Swap "bounding boxes" for "detection boxes" throughout the listing below, leaving every other word unchanged.

──────── SOURCE RECORDS

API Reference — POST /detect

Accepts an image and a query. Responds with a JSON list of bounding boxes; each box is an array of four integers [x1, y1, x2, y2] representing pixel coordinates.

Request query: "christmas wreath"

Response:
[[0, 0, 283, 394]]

────────────────

▶ **RESPONSE BELOW**
API Reference — POST /detect

Accepts an image and a query. Responds with a JSON list of detection boxes; each box is an array of four integers [x1, y1, x2, y2] representing pixel coordinates.

Request query: "christmas wreath"

Response:
[[0, 0, 283, 394]]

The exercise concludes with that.